Task to complete:
What needs transcribing is the line with "Query: person in dark jacket" and every line after it to the end of the records, exactly and alone, with no pictures.

--

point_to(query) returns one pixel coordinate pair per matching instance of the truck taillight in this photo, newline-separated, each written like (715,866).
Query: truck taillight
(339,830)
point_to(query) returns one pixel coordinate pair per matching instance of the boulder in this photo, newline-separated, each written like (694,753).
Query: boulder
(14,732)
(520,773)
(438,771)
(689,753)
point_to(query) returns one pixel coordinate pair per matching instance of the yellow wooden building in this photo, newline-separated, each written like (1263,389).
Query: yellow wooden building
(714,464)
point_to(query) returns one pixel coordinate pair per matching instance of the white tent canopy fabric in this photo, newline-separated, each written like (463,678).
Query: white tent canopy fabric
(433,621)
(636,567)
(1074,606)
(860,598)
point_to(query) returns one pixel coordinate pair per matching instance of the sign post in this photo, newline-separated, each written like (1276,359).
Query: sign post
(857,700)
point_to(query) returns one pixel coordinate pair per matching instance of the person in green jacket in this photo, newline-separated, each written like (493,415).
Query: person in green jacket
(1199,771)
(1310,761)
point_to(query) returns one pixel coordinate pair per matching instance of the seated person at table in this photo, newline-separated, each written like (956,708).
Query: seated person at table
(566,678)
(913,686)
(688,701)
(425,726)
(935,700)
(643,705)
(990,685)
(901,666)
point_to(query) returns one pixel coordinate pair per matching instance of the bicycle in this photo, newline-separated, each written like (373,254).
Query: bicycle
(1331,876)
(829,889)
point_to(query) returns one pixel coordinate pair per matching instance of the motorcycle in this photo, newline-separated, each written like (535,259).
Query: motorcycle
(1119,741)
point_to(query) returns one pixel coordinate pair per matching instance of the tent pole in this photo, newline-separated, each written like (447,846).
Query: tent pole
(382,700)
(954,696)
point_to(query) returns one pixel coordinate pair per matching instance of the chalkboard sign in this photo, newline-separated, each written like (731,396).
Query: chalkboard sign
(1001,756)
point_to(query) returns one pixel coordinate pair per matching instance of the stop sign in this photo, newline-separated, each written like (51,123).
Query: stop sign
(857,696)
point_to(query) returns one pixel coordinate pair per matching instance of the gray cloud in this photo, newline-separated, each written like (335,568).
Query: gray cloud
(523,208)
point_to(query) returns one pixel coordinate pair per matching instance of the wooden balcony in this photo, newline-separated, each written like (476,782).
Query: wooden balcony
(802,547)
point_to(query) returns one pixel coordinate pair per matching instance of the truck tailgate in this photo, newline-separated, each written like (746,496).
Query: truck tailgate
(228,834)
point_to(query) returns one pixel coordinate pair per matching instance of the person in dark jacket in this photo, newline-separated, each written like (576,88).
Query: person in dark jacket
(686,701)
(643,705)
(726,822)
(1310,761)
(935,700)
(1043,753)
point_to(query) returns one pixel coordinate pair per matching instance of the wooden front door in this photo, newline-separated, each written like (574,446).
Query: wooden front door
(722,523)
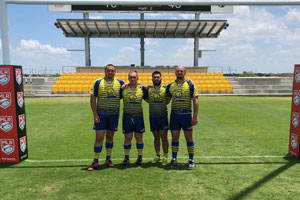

--

Final answer:
Query: person in dark jacket
(686,701)
(643,705)
(726,822)
(1310,761)
(935,700)
(1043,753)
point_to(query) returns one pixel coordinate pair per matching instance of the wooden front door in this photo, newline-separated, each written like (574,446).
Query: wooden front door
(722,523)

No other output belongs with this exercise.